(Dataset excerpts)
+---+

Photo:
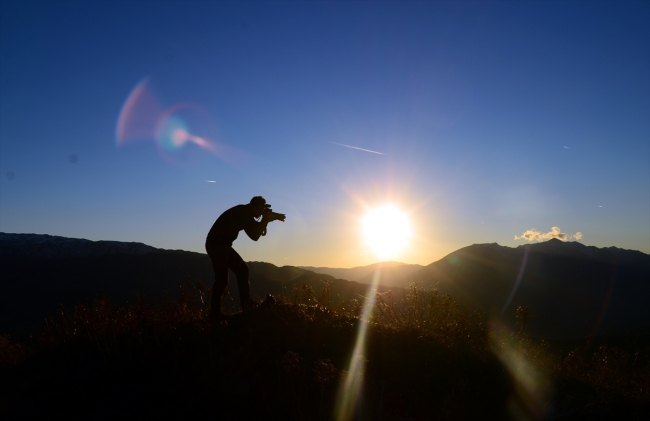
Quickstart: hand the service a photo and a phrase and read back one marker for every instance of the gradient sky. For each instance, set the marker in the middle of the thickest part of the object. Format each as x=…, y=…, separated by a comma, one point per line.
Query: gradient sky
x=493, y=118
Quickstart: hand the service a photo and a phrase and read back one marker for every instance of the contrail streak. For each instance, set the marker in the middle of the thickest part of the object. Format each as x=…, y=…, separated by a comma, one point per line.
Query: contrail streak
x=361, y=149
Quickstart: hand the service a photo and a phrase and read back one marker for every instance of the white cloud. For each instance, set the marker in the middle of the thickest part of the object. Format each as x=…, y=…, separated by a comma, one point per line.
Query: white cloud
x=555, y=232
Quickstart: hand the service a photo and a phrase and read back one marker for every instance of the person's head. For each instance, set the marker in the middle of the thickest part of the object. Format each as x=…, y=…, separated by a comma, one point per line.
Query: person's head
x=258, y=205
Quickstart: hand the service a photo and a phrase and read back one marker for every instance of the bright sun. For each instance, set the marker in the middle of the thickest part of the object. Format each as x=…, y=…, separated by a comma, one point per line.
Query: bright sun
x=386, y=230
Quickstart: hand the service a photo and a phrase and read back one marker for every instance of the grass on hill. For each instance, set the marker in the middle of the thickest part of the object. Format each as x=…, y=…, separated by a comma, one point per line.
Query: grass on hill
x=423, y=358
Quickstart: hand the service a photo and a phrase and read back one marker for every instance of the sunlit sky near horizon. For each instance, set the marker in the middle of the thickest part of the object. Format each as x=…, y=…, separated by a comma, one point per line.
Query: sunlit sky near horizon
x=479, y=120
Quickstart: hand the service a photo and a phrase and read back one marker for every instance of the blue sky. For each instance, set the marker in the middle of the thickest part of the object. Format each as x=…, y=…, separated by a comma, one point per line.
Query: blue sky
x=493, y=118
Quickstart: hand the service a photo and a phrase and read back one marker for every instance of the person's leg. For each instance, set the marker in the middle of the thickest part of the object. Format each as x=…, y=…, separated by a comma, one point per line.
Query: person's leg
x=219, y=259
x=239, y=267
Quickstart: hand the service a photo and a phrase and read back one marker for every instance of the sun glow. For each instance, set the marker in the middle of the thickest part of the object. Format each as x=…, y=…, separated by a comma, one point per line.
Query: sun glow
x=386, y=230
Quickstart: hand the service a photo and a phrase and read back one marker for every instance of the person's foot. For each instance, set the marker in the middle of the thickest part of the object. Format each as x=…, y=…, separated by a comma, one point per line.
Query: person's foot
x=248, y=305
x=269, y=300
x=218, y=318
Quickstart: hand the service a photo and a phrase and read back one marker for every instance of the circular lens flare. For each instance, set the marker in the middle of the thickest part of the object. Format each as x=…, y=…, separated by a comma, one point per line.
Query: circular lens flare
x=386, y=230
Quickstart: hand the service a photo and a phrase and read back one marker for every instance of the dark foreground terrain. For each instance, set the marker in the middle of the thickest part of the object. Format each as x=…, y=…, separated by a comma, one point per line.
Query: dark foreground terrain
x=423, y=359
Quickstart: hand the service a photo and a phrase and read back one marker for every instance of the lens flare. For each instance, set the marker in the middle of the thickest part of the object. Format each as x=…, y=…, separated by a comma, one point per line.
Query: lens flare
x=350, y=390
x=387, y=230
x=181, y=132
x=534, y=389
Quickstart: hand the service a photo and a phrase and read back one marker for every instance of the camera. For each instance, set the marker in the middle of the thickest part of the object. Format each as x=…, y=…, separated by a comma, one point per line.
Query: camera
x=269, y=215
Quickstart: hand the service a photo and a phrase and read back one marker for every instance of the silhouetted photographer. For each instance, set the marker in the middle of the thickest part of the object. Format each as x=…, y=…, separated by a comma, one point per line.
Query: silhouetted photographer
x=253, y=219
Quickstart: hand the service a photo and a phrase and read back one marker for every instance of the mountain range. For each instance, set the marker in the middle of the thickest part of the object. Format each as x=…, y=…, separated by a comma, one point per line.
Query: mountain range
x=573, y=290
x=392, y=274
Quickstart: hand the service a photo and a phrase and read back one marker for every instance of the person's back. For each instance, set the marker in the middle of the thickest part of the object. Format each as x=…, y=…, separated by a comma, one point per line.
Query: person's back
x=225, y=229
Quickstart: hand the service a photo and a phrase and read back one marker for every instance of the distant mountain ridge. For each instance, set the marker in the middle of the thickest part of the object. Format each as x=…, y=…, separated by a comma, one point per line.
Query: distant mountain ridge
x=392, y=274
x=41, y=271
x=574, y=290
x=52, y=246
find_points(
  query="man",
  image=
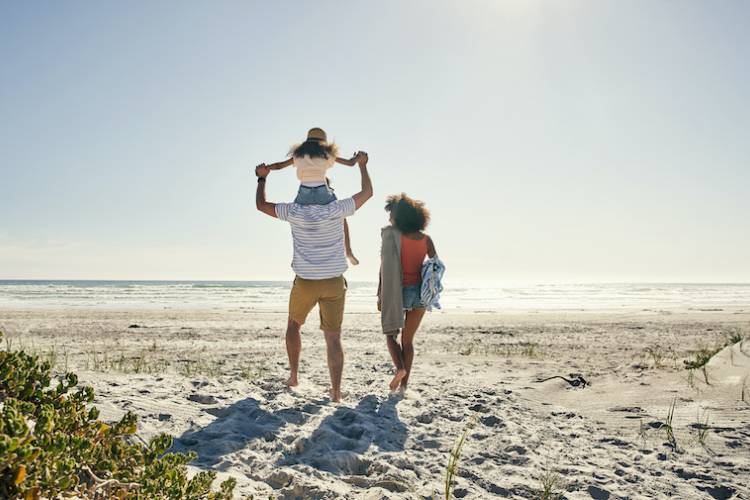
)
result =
(319, 263)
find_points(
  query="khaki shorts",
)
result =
(329, 294)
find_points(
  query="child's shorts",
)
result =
(412, 297)
(318, 195)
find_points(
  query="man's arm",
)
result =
(366, 192)
(276, 166)
(260, 194)
(350, 162)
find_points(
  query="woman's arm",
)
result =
(431, 252)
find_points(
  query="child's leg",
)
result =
(349, 253)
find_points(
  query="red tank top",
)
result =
(413, 253)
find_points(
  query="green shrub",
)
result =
(52, 443)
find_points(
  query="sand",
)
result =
(214, 380)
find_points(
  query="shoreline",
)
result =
(214, 380)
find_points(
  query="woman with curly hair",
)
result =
(404, 249)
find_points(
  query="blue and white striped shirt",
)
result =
(318, 234)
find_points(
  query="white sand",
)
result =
(243, 422)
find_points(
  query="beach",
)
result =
(214, 379)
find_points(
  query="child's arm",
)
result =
(279, 164)
(350, 162)
(431, 252)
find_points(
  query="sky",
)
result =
(576, 141)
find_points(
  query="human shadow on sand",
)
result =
(236, 426)
(339, 442)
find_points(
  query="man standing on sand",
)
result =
(319, 263)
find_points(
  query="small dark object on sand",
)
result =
(575, 380)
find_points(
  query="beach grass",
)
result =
(702, 427)
(455, 457)
(550, 482)
(668, 426)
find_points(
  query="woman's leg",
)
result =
(413, 318)
(398, 361)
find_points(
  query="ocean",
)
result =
(273, 296)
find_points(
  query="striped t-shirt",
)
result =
(318, 234)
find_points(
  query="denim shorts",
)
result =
(318, 195)
(412, 297)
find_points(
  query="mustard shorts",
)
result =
(329, 294)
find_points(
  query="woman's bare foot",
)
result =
(397, 378)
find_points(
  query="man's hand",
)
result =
(362, 159)
(366, 192)
(262, 170)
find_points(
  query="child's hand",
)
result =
(262, 170)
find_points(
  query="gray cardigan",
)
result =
(389, 290)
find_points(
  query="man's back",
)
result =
(318, 234)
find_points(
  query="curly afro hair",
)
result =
(409, 215)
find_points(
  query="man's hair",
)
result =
(314, 149)
(409, 215)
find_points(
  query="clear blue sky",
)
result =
(553, 141)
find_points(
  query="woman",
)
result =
(404, 249)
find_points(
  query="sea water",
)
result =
(274, 295)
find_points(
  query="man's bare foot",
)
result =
(397, 378)
(335, 395)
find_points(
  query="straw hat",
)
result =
(317, 134)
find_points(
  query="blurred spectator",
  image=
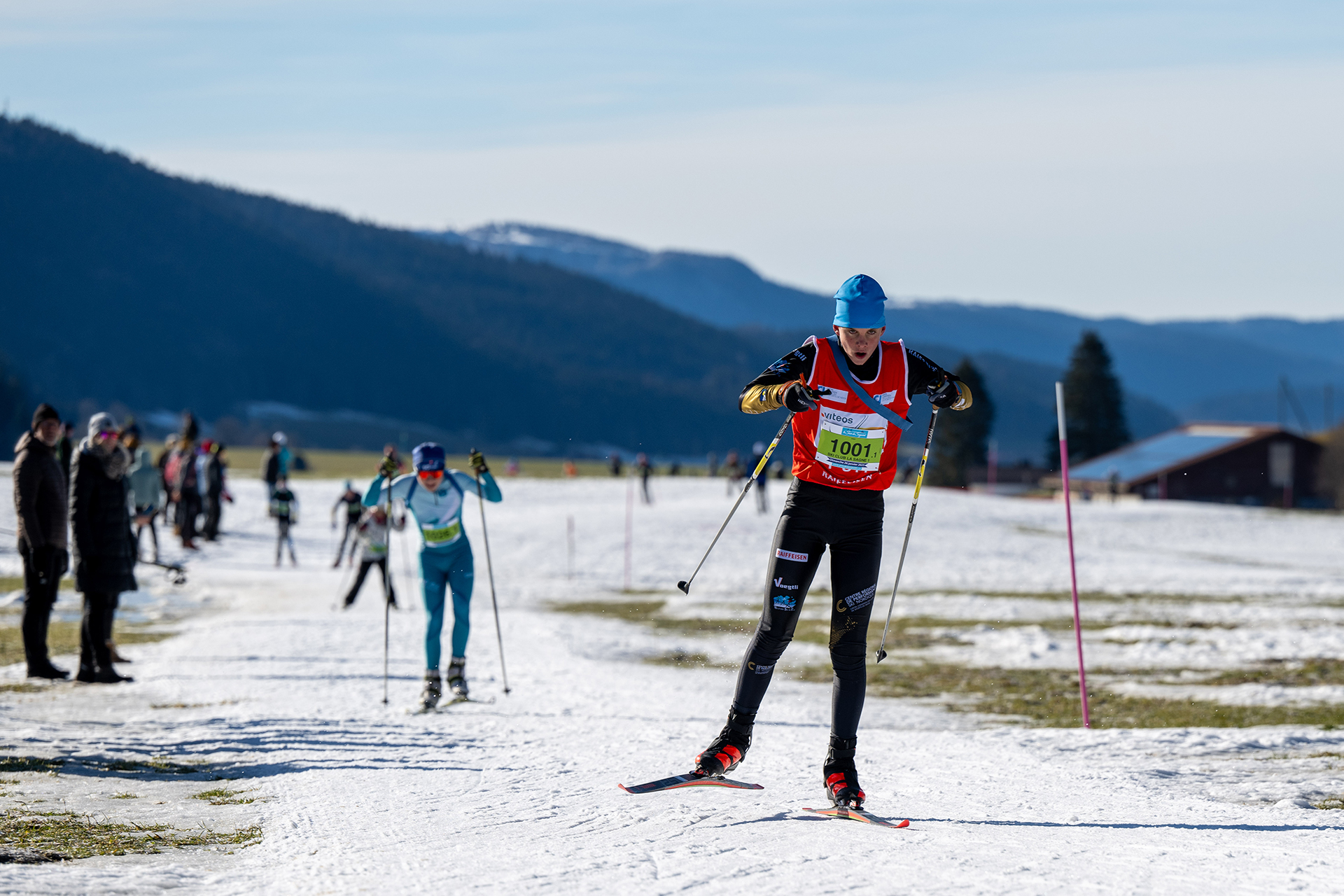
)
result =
(39, 503)
(144, 482)
(185, 485)
(270, 466)
(213, 472)
(169, 505)
(372, 539)
(104, 547)
(645, 470)
(284, 507)
(354, 508)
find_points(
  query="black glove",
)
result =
(951, 394)
(799, 398)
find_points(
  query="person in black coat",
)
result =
(39, 500)
(104, 546)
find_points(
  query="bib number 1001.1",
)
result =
(851, 449)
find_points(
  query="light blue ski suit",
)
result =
(445, 552)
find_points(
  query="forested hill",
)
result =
(127, 285)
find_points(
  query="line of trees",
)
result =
(1094, 405)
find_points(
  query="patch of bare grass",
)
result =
(30, 763)
(1049, 697)
(64, 637)
(74, 836)
(1288, 673)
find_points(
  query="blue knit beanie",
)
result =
(428, 456)
(860, 304)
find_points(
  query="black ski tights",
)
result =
(816, 516)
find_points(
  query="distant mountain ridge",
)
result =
(1228, 368)
(127, 285)
(715, 289)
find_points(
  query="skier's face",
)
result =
(859, 344)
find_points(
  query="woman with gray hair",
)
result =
(104, 547)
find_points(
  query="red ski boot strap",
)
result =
(729, 755)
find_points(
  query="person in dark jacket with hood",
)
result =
(104, 546)
(39, 500)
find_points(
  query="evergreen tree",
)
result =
(1094, 406)
(961, 440)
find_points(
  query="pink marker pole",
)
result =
(1073, 568)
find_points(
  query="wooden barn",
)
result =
(1227, 463)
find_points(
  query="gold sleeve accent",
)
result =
(758, 399)
(964, 397)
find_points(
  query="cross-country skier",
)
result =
(435, 496)
(284, 507)
(371, 536)
(844, 457)
(354, 503)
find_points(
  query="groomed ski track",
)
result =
(522, 796)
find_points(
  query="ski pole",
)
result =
(489, 567)
(1073, 568)
(387, 584)
(914, 503)
(765, 458)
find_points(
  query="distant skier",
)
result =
(435, 496)
(733, 470)
(844, 457)
(274, 463)
(284, 507)
(146, 485)
(354, 503)
(371, 535)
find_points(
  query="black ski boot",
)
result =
(457, 678)
(432, 692)
(729, 748)
(841, 780)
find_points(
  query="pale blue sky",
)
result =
(1149, 159)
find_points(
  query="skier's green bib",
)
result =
(441, 535)
(851, 448)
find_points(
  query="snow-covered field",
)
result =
(273, 690)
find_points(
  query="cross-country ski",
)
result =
(859, 814)
(692, 780)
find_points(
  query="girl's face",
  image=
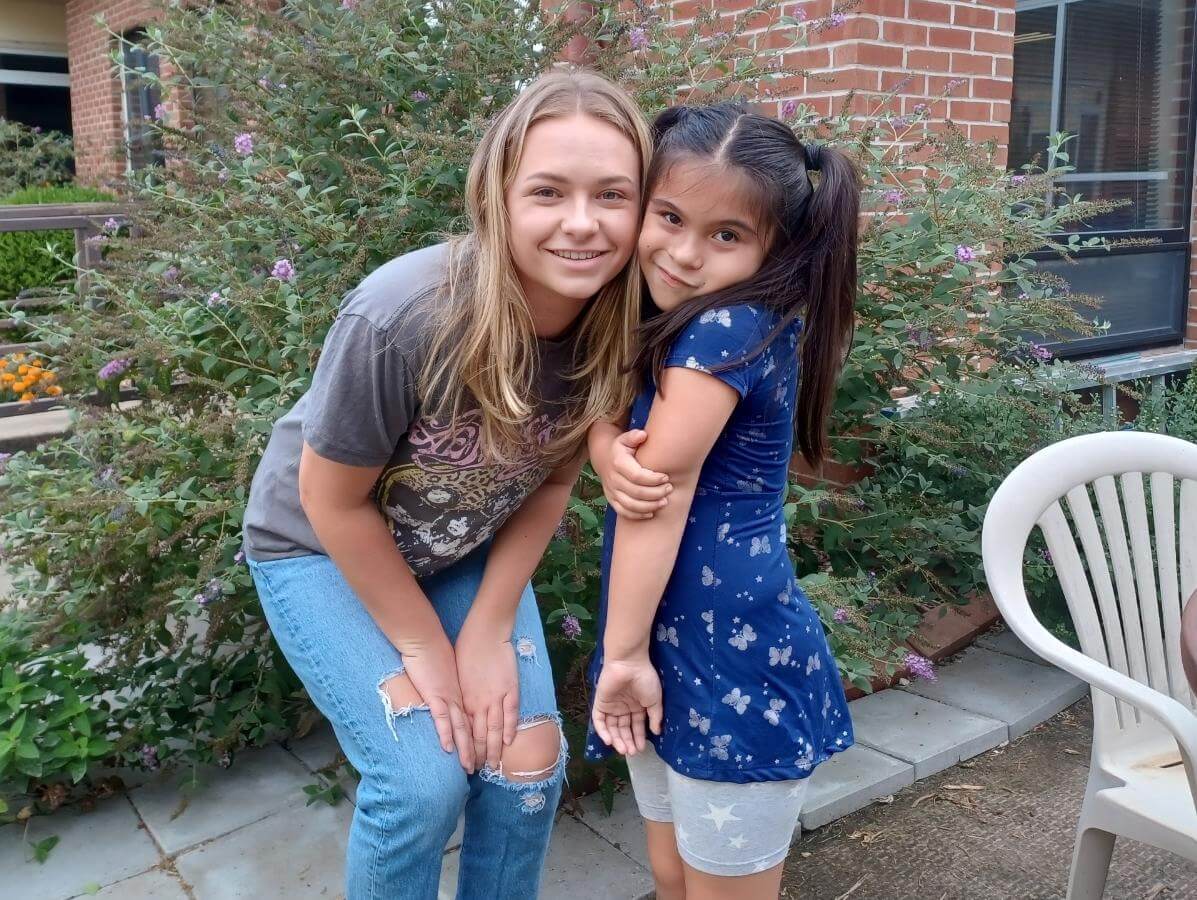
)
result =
(699, 233)
(572, 210)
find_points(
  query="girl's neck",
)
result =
(552, 315)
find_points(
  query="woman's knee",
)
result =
(533, 765)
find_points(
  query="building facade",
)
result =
(1118, 74)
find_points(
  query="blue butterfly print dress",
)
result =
(751, 689)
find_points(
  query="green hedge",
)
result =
(32, 259)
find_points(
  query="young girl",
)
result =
(704, 626)
(403, 503)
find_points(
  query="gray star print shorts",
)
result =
(722, 827)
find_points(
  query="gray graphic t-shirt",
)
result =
(439, 496)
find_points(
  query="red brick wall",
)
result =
(96, 86)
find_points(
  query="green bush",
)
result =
(356, 122)
(37, 259)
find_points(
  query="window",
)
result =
(140, 95)
(1118, 74)
(35, 89)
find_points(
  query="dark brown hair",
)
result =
(809, 271)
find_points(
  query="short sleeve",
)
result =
(363, 396)
(717, 338)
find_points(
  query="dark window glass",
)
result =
(141, 96)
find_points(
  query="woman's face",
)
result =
(572, 211)
(699, 233)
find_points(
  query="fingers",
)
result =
(480, 731)
(510, 717)
(439, 710)
(638, 731)
(462, 737)
(493, 746)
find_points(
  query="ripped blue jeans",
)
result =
(412, 792)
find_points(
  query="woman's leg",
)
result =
(412, 791)
(510, 810)
(650, 783)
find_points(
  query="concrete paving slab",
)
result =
(581, 864)
(1003, 687)
(98, 847)
(929, 735)
(319, 749)
(623, 827)
(1007, 642)
(850, 780)
(291, 853)
(262, 782)
(153, 885)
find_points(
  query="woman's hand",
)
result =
(432, 669)
(627, 689)
(490, 688)
(632, 491)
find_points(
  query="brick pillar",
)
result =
(96, 85)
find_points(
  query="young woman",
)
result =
(403, 503)
(705, 628)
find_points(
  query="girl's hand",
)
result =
(490, 687)
(626, 691)
(431, 668)
(633, 491)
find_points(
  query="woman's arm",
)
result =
(336, 499)
(687, 417)
(486, 661)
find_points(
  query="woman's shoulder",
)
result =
(398, 289)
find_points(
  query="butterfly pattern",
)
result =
(751, 689)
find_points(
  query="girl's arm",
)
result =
(486, 661)
(633, 491)
(338, 502)
(688, 413)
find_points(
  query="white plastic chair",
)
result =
(1143, 767)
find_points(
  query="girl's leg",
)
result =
(650, 783)
(734, 838)
(510, 810)
(412, 792)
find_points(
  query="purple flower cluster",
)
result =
(114, 368)
(921, 667)
(571, 627)
(150, 758)
(283, 271)
(210, 594)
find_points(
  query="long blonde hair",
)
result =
(482, 348)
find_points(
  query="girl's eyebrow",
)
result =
(606, 181)
(721, 224)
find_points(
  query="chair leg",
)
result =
(1091, 863)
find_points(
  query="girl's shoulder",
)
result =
(399, 290)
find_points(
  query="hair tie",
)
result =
(814, 156)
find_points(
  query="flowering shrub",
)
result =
(334, 138)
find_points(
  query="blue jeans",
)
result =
(412, 792)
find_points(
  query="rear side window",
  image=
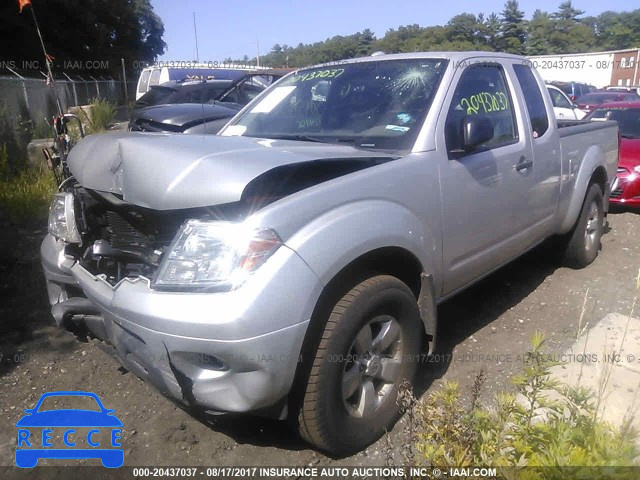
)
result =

+---+

■ **Work instruction**:
All lines above in which the word "skier" occurs should be identified and copied.

■ **Answer to this exercise**:
  query="skier's face",
  query="cross-country skier",
  query="distant skier",
  query="skier's green bib",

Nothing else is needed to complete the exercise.